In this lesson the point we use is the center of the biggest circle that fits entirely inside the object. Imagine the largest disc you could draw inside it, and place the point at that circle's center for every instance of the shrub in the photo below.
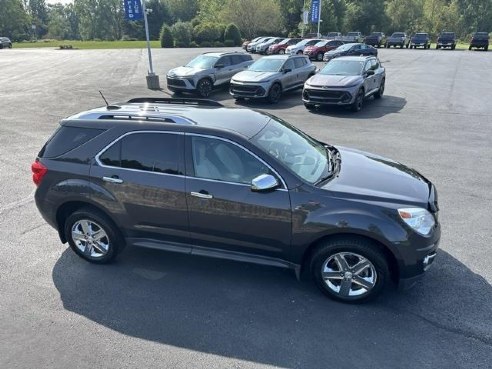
(166, 36)
(206, 32)
(232, 33)
(182, 33)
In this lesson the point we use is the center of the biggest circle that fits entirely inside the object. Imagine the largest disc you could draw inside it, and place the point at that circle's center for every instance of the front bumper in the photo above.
(249, 90)
(329, 96)
(180, 84)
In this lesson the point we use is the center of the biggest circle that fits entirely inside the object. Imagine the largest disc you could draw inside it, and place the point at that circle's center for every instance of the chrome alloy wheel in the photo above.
(349, 274)
(90, 238)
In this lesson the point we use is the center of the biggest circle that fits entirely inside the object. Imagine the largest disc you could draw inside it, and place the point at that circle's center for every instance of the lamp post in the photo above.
(152, 78)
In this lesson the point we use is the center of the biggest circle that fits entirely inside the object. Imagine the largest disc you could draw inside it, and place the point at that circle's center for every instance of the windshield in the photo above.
(267, 65)
(341, 67)
(203, 62)
(297, 151)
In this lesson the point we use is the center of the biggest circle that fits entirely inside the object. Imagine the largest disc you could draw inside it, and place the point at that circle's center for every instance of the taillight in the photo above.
(38, 172)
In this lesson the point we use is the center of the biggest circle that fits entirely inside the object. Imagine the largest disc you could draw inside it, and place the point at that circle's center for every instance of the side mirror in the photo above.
(263, 183)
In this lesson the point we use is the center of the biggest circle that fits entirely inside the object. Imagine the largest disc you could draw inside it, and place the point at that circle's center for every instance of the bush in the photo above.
(166, 36)
(206, 32)
(182, 33)
(232, 33)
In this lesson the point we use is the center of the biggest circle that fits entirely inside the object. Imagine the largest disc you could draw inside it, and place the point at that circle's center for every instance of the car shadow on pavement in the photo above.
(263, 315)
(373, 108)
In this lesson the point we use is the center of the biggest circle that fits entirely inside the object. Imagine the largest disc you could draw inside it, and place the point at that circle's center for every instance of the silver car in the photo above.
(206, 71)
(270, 76)
(345, 81)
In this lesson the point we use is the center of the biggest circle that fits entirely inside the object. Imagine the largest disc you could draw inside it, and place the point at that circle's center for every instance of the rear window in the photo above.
(66, 139)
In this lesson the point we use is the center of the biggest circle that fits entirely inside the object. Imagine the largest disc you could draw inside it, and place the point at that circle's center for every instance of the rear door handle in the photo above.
(201, 195)
(112, 180)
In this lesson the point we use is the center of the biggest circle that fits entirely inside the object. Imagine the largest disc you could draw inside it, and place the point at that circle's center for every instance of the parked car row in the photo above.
(349, 77)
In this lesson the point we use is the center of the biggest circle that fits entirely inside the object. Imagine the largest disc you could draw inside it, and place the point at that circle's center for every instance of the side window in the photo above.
(299, 62)
(225, 61)
(152, 152)
(224, 161)
(289, 64)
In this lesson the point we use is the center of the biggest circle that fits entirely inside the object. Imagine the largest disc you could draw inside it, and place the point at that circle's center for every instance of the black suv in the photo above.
(194, 177)
(480, 40)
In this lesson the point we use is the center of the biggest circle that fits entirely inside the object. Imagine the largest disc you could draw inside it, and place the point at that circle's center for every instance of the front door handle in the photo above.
(112, 180)
(201, 195)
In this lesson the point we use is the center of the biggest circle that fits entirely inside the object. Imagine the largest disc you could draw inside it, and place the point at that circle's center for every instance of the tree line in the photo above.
(201, 19)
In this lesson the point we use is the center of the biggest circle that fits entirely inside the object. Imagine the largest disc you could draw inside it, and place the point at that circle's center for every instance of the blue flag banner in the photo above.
(314, 11)
(133, 10)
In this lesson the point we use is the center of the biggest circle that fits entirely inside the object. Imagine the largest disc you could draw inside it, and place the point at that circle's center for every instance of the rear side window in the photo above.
(67, 138)
(151, 152)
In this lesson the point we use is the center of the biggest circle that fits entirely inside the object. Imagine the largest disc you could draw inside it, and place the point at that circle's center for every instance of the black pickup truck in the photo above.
(480, 40)
(446, 39)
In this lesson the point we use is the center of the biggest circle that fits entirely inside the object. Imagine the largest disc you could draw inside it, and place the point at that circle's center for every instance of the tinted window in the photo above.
(67, 138)
(224, 161)
(299, 62)
(153, 152)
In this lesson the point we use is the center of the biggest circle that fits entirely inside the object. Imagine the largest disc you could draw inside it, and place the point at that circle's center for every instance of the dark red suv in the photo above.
(281, 46)
(317, 51)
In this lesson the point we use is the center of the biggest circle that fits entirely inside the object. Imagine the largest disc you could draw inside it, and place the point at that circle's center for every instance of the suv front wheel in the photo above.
(92, 236)
(349, 270)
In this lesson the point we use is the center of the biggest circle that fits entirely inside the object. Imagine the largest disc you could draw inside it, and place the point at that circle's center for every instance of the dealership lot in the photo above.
(153, 309)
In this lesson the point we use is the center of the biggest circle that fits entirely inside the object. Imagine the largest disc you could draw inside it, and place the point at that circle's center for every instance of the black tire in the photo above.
(113, 240)
(380, 91)
(204, 87)
(359, 101)
(274, 93)
(341, 259)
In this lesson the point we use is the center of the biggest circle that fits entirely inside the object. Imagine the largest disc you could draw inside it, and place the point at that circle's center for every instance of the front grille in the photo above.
(247, 90)
(176, 82)
(326, 96)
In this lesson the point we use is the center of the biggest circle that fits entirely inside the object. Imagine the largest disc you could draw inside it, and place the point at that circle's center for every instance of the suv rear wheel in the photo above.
(204, 87)
(349, 270)
(92, 236)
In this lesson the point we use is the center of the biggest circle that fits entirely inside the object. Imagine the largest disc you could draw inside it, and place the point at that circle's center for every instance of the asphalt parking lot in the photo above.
(160, 310)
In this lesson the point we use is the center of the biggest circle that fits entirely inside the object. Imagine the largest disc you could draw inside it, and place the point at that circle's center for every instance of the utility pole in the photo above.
(152, 78)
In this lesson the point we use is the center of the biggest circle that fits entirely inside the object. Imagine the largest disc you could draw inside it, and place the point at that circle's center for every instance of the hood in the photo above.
(333, 80)
(183, 72)
(250, 76)
(366, 174)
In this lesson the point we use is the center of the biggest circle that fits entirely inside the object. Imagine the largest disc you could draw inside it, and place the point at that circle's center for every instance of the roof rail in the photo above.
(167, 100)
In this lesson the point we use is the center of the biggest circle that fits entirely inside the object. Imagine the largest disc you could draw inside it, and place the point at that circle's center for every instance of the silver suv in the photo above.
(270, 76)
(206, 71)
(345, 81)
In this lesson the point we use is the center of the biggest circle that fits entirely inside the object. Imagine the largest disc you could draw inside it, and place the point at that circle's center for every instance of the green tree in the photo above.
(182, 33)
(166, 37)
(232, 33)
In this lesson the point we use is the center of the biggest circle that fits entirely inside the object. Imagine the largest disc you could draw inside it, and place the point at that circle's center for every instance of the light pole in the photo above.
(152, 78)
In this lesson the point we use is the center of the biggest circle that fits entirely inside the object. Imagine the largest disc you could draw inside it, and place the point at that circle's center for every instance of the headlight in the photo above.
(419, 219)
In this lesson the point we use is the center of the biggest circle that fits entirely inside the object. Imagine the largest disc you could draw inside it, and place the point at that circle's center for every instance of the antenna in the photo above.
(106, 101)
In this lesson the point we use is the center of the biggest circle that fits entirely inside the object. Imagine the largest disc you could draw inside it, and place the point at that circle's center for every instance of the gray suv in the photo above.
(270, 76)
(193, 177)
(345, 81)
(207, 71)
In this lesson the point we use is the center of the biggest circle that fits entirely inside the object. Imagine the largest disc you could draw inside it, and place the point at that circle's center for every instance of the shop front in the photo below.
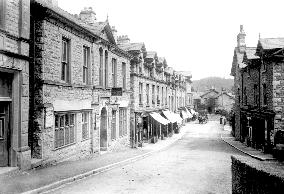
(256, 127)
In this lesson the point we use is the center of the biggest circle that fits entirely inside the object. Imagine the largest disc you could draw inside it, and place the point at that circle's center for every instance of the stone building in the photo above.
(224, 101)
(189, 93)
(155, 88)
(80, 94)
(213, 100)
(14, 83)
(258, 105)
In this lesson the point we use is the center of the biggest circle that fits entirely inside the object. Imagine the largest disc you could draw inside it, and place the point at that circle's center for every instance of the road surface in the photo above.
(197, 163)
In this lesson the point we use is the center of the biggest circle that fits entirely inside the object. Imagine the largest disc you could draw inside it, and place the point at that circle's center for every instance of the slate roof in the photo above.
(132, 46)
(63, 13)
(151, 54)
(211, 90)
(95, 28)
(271, 43)
(224, 93)
(250, 53)
(240, 57)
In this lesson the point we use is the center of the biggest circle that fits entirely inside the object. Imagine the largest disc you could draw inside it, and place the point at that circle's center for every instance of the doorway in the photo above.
(103, 130)
(4, 134)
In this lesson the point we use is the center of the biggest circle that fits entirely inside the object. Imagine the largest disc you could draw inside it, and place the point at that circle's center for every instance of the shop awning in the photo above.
(172, 117)
(177, 117)
(123, 103)
(159, 118)
(72, 105)
(188, 113)
(169, 116)
(184, 115)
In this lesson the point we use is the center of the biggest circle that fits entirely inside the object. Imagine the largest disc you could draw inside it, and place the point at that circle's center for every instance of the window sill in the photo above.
(62, 147)
(88, 138)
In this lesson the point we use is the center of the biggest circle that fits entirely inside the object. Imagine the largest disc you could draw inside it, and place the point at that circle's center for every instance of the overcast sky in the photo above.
(197, 36)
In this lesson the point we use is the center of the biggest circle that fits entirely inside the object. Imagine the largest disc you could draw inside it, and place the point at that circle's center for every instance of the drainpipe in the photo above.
(259, 85)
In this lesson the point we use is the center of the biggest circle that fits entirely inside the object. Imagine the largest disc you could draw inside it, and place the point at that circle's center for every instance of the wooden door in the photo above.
(4, 133)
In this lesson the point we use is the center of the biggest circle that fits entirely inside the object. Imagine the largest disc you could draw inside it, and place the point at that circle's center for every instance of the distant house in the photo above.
(213, 100)
(224, 101)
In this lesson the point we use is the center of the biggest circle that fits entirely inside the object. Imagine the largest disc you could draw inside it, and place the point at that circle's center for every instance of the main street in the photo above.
(197, 163)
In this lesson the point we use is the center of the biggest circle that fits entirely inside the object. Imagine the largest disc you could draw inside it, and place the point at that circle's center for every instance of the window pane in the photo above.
(1, 127)
(61, 137)
(2, 13)
(62, 121)
(56, 138)
(64, 131)
(66, 120)
(72, 119)
(72, 134)
(67, 136)
(56, 121)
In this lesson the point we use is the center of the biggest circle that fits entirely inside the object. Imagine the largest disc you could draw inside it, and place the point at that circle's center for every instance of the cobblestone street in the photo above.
(197, 163)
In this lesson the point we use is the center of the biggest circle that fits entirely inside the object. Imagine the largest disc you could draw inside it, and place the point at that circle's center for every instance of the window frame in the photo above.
(106, 69)
(113, 125)
(122, 122)
(147, 94)
(3, 14)
(114, 72)
(86, 65)
(140, 93)
(264, 94)
(65, 60)
(123, 69)
(101, 68)
(86, 122)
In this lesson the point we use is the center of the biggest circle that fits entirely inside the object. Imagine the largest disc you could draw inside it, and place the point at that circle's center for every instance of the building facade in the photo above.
(155, 88)
(14, 83)
(258, 105)
(80, 98)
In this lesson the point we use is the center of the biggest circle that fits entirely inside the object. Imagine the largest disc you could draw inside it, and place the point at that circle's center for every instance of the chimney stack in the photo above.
(114, 32)
(241, 40)
(88, 15)
(123, 39)
(53, 2)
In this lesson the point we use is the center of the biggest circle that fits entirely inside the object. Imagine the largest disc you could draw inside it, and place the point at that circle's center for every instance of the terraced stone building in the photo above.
(14, 83)
(81, 91)
(258, 88)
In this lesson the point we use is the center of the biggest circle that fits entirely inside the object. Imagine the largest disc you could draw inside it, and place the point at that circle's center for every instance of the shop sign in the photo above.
(116, 91)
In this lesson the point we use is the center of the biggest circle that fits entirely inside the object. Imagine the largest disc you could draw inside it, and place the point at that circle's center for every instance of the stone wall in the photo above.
(48, 71)
(14, 41)
(250, 79)
(278, 96)
(253, 176)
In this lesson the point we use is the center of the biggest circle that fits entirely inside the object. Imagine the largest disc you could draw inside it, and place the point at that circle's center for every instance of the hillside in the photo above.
(209, 82)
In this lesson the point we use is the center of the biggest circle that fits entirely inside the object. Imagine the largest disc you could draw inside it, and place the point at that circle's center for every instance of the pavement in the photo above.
(257, 154)
(199, 162)
(45, 178)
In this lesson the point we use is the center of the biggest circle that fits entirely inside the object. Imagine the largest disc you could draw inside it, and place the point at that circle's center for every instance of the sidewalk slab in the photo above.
(257, 154)
(45, 178)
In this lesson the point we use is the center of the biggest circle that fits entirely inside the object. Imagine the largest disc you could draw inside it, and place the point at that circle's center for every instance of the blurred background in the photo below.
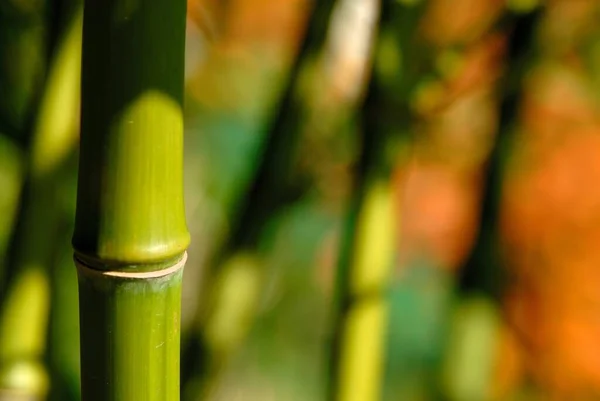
(390, 200)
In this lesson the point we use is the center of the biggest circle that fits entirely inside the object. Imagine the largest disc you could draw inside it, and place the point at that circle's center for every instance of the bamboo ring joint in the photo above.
(133, 275)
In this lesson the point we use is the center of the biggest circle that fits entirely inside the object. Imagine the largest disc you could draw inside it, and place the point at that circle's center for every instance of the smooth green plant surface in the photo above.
(130, 336)
(130, 211)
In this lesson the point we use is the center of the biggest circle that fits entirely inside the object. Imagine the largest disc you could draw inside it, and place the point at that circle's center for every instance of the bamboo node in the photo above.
(83, 268)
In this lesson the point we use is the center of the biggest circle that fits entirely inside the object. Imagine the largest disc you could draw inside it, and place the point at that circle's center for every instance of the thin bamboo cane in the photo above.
(268, 194)
(367, 253)
(130, 232)
(24, 313)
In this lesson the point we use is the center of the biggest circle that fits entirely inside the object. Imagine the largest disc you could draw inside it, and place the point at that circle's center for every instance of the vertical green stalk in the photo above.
(24, 312)
(219, 327)
(130, 232)
(361, 307)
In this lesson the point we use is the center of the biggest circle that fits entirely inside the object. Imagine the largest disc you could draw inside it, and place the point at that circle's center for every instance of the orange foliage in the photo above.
(550, 215)
(440, 200)
(449, 22)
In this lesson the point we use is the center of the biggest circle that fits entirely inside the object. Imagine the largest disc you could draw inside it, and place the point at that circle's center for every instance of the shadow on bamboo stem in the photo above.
(467, 371)
(130, 233)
━━━━━━
*Task instructions:*
Your task is to write out the lines from the one with "stalk in the photo above." through the end of the records, exactly and with nothing added.

*Solution to this exercise:*
In this lesson the point we use is the center of the biggest circle that fits entirely inside the object. Imagine the largest disc you could draw inside it, and place the point at that circle's center for every instance of the vertical green stalk in the photo above.
(24, 312)
(219, 327)
(130, 232)
(361, 307)
In this lesson the point we use is the center of the biggest circle that fits entirely inside the object. Imagine the largest disc you could draw inside it, and place the point at that circle's center for every instance of the orange foliage in the photo above.
(550, 215)
(440, 200)
(449, 22)
In this lesson the point we use is the center of the biggest circle that fits entirely inside the object. Imagine the largest disc you could draw inside it, and place the point at that circle's center for every instance of the shadow on bamboo stem in the photo above.
(467, 371)
(130, 233)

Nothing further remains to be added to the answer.